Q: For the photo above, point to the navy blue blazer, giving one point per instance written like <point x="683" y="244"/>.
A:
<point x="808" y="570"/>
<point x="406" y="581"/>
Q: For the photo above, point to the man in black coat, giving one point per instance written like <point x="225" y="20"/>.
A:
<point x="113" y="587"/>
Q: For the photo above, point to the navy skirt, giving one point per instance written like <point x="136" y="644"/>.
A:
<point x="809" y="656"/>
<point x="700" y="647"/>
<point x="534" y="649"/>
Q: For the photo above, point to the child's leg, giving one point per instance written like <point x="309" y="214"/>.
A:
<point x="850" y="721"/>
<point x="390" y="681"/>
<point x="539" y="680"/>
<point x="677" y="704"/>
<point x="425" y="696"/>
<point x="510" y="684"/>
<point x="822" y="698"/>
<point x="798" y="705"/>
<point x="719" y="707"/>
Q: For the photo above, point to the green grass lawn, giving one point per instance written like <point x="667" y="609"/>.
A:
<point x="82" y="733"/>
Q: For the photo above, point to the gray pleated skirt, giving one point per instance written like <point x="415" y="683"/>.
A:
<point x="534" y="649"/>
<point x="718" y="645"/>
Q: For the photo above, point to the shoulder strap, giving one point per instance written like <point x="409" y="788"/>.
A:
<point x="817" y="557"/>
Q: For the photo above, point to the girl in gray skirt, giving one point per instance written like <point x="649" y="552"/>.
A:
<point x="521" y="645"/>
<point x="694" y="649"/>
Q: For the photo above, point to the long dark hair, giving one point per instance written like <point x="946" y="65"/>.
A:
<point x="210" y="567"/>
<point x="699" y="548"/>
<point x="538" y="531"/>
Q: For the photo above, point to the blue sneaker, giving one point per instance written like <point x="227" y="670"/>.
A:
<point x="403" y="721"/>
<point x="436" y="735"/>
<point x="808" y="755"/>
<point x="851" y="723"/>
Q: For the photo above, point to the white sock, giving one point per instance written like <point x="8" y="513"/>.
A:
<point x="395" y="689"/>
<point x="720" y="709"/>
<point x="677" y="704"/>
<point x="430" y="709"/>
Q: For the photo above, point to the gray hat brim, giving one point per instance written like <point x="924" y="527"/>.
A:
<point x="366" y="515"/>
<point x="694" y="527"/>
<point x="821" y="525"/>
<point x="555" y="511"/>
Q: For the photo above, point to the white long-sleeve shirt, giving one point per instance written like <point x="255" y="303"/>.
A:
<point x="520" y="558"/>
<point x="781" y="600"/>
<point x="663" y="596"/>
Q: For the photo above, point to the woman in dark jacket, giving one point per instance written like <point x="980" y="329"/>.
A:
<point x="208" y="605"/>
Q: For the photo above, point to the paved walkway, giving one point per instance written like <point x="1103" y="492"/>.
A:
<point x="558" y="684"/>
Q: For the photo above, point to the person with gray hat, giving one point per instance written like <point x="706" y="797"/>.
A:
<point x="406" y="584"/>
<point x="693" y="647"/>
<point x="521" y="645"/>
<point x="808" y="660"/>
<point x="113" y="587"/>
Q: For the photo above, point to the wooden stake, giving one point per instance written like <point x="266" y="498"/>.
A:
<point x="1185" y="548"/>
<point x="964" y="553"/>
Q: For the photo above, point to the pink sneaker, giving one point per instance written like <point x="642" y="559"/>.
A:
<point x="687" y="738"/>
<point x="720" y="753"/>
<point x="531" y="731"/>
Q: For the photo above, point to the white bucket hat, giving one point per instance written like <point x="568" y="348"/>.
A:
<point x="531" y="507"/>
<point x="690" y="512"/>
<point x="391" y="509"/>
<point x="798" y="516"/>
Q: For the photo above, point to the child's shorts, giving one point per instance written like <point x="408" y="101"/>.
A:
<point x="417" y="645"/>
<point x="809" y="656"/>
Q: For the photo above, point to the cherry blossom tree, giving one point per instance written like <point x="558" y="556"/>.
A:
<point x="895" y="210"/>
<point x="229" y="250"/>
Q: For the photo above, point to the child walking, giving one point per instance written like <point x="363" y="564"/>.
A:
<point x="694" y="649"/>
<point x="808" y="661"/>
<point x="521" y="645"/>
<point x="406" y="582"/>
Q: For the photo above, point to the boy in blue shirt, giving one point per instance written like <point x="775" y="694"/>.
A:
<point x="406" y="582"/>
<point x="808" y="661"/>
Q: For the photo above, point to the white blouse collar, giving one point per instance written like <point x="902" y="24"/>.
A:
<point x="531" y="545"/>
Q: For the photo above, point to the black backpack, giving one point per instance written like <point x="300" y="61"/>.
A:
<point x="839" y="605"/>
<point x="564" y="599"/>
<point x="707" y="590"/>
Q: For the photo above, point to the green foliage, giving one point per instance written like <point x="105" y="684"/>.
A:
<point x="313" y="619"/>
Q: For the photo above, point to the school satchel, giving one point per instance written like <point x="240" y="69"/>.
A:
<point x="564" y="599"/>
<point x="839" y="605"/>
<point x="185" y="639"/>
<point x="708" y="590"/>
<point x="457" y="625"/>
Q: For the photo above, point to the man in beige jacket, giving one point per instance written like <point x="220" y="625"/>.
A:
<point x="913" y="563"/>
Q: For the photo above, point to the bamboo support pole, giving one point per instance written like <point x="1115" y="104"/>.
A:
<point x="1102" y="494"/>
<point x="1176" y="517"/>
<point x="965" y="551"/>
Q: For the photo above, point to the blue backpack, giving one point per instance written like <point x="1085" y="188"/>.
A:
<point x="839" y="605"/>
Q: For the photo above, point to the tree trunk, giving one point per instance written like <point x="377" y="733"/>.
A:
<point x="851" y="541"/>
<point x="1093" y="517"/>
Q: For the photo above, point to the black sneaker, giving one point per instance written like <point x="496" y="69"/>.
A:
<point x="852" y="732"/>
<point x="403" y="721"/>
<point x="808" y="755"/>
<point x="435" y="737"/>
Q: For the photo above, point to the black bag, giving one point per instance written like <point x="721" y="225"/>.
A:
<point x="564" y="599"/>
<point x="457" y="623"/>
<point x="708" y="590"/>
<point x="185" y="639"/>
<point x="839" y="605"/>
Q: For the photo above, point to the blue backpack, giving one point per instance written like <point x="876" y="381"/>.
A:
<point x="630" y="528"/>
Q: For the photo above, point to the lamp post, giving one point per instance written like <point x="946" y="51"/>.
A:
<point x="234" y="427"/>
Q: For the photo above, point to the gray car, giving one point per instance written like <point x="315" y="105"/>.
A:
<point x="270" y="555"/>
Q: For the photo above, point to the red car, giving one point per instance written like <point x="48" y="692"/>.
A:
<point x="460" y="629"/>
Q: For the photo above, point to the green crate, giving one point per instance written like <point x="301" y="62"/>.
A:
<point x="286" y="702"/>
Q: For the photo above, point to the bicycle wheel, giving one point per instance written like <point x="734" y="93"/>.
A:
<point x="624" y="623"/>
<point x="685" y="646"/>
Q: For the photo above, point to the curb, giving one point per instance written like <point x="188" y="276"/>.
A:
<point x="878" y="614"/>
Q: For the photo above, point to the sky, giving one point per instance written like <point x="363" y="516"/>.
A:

◇ ◇ ◇ ◇

Would you reproduce all of the data exactly, without a single alteration?

Q: For the photo above, point to the navy blue blazer, giving one point per instance written like <point x="683" y="244"/>.
A:
<point x="808" y="570"/>
<point x="406" y="581"/>
Q: For the photo above, point to the man in black coat, giving one point per instance written like <point x="225" y="20"/>.
A:
<point x="113" y="587"/>
Q: For the photo above, point to the navy skirt, giving one point per instance written like <point x="136" y="644"/>.
A:
<point x="809" y="656"/>
<point x="700" y="647"/>
<point x="534" y="649"/>
Q: For the photo above, point to the child's leg, giving one point per instance written like <point x="309" y="214"/>.
A:
<point x="850" y="721"/>
<point x="390" y="681"/>
<point x="539" y="680"/>
<point x="677" y="704"/>
<point x="425" y="696"/>
<point x="510" y="684"/>
<point x="822" y="698"/>
<point x="798" y="705"/>
<point x="719" y="707"/>
Q: For the photo above, point to the green grass lawn, giving one point per instance written like <point x="667" y="609"/>.
A:
<point x="82" y="733"/>
Q: For the photo above, point to the gray pleated skirt, giving one point per instance written like <point x="415" y="683"/>.
A:
<point x="534" y="649"/>
<point x="718" y="645"/>
Q: For the photo above, point to the shoulder strap, giving one point per instance written like <point x="409" y="788"/>.
A:
<point x="817" y="557"/>
Q: For the photo above, point to the girl in gray skirt, giving one point per instance written like <point x="649" y="552"/>.
A:
<point x="521" y="645"/>
<point x="694" y="649"/>
Q: For the photo above, point to the long dark hair, giving one point per instance written like <point x="946" y="65"/>.
A:
<point x="210" y="567"/>
<point x="699" y="548"/>
<point x="538" y="531"/>
Q: For the photo above, point to the blue sneaker, giving one point per instance written like <point x="227" y="670"/>.
A:
<point x="403" y="721"/>
<point x="436" y="735"/>
<point x="808" y="755"/>
<point x="851" y="723"/>
Q: For the photo above, point to the white sock, giving one point per instance written like <point x="8" y="513"/>.
A:
<point x="395" y="689"/>
<point x="720" y="709"/>
<point x="677" y="704"/>
<point x="430" y="709"/>
Q: For the photo above, point to the gray hat brim, giving one point per instance written like <point x="924" y="527"/>.
A:
<point x="366" y="515"/>
<point x="694" y="527"/>
<point x="821" y="525"/>
<point x="555" y="511"/>
Q: For the photo above, point to the white long-sleeve shirt, giving one point per instance written like <point x="255" y="303"/>.
A:
<point x="520" y="558"/>
<point x="781" y="600"/>
<point x="663" y="596"/>
Q: For the photo above, point to the woman in dark jacket, giving one point per instance written like <point x="980" y="329"/>.
A:
<point x="208" y="605"/>
Q: For the photo above, point to the paved walkway, giving one point per instance written like <point x="1103" y="492"/>.
A:
<point x="558" y="684"/>
Q: For the photo above, point to the person with gray hat, giving one point per instance written like <point x="706" y="797"/>.
A:
<point x="406" y="584"/>
<point x="693" y="647"/>
<point x="521" y="645"/>
<point x="808" y="660"/>
<point x="113" y="587"/>
Q: For the photo above, point to the wooden stake, giving one point per instance written like <point x="266" y="498"/>.
A:
<point x="1185" y="548"/>
<point x="964" y="553"/>
Q: For the photo above, point to the pink sneaker, giving one point per instance written like <point x="642" y="559"/>.
A:
<point x="687" y="738"/>
<point x="720" y="753"/>
<point x="531" y="731"/>
Q: For the photo above, point to the white bucket hat, giving one point per instance written like <point x="568" y="348"/>.
A:
<point x="531" y="507"/>
<point x="690" y="512"/>
<point x="391" y="509"/>
<point x="798" y="516"/>
Q: For the photo above, point to the child's shorts, giving one point per instance written like <point x="408" y="101"/>.
A:
<point x="417" y="645"/>
<point x="809" y="656"/>
Q: For the photo above, point to the cherry blossom tree, giving one point per instance written like <point x="558" y="556"/>.
A:
<point x="895" y="210"/>
<point x="229" y="250"/>
Q: For the photo above, point to the child walking, giving one point per instance written like <point x="363" y="564"/>.
A:
<point x="694" y="649"/>
<point x="808" y="661"/>
<point x="521" y="645"/>
<point x="406" y="582"/>
Q: For the photo above, point to the boy in blue shirt, giving one point per instance written like <point x="775" y="694"/>.
A:
<point x="406" y="582"/>
<point x="808" y="661"/>
Q: For the photo above, point to the white blouse collar, giving one point per instance written like <point x="902" y="24"/>.
A:
<point x="531" y="545"/>
Q: For the photo above, point to the black backpack, giving one point per instance written like <point x="300" y="61"/>.
A:
<point x="839" y="605"/>
<point x="564" y="599"/>
<point x="707" y="590"/>
Q: For the photo above, point to the green foliage, giving one point per instance written like <point x="105" y="684"/>.
A:
<point x="313" y="619"/>
Q: For the photo above, point to the school satchel, giving one point per instance written like <point x="240" y="69"/>.
A:
<point x="564" y="599"/>
<point x="839" y="605"/>
<point x="185" y="639"/>
<point x="708" y="590"/>
<point x="457" y="625"/>
Q: For the photo above, point to the man in beige jacket, giving one point per instance written like <point x="220" y="625"/>.
A:
<point x="913" y="563"/>
Q: For the photo above, point to the bamboo support pole, giving one point per instance written like <point x="1115" y="104"/>.
A:
<point x="1102" y="494"/>
<point x="1176" y="517"/>
<point x="965" y="551"/>
Q: For the photo above, point to the blue backpack, giving one point per instance written like <point x="1085" y="188"/>.
A:
<point x="839" y="605"/>
Q: For the photo above, point to the tree trunk, giving one point per instance written like <point x="377" y="733"/>.
A:
<point x="851" y="541"/>
<point x="1093" y="517"/>
Q: For the photo above, point to the black sneaker, giving one point per instance written like <point x="496" y="69"/>.
A:
<point x="852" y="732"/>
<point x="403" y="721"/>
<point x="808" y="755"/>
<point x="435" y="737"/>
Q: For the photo above, point to the black bag, giving one point per instance written like <point x="721" y="225"/>.
A:
<point x="564" y="599"/>
<point x="457" y="623"/>
<point x="708" y="590"/>
<point x="185" y="639"/>
<point x="839" y="605"/>
Q: For the photo above, point to the blue backpack, giving one point per instance written like <point x="876" y="381"/>.
A:
<point x="630" y="528"/>
Q: For the photo above, point to the lamp post, giving one point per instance written like <point x="946" y="51"/>.
A:
<point x="234" y="427"/>
Q: For the photo above, point to the gray car, giving one point per instance written like <point x="315" y="105"/>.
A:
<point x="270" y="555"/>
Q: For the photo above, point to the red car, giving one point per instance written like <point x="48" y="692"/>.
A:
<point x="460" y="629"/>
Q: For the photo above, point to the green crate, giving one point per instance written like <point x="301" y="62"/>.
A:
<point x="286" y="702"/>
Q: For the photo above, point to the bicycle wheel, giving one point per instance written like <point x="734" y="93"/>.
A:
<point x="624" y="623"/>
<point x="685" y="646"/>
Q: For the photo above, point to the curb, giving one point per instance written like <point x="188" y="276"/>.
A:
<point x="878" y="614"/>
Q: For the photo above, point to the sky, giving one point per instance written like <point x="363" y="516"/>.
A:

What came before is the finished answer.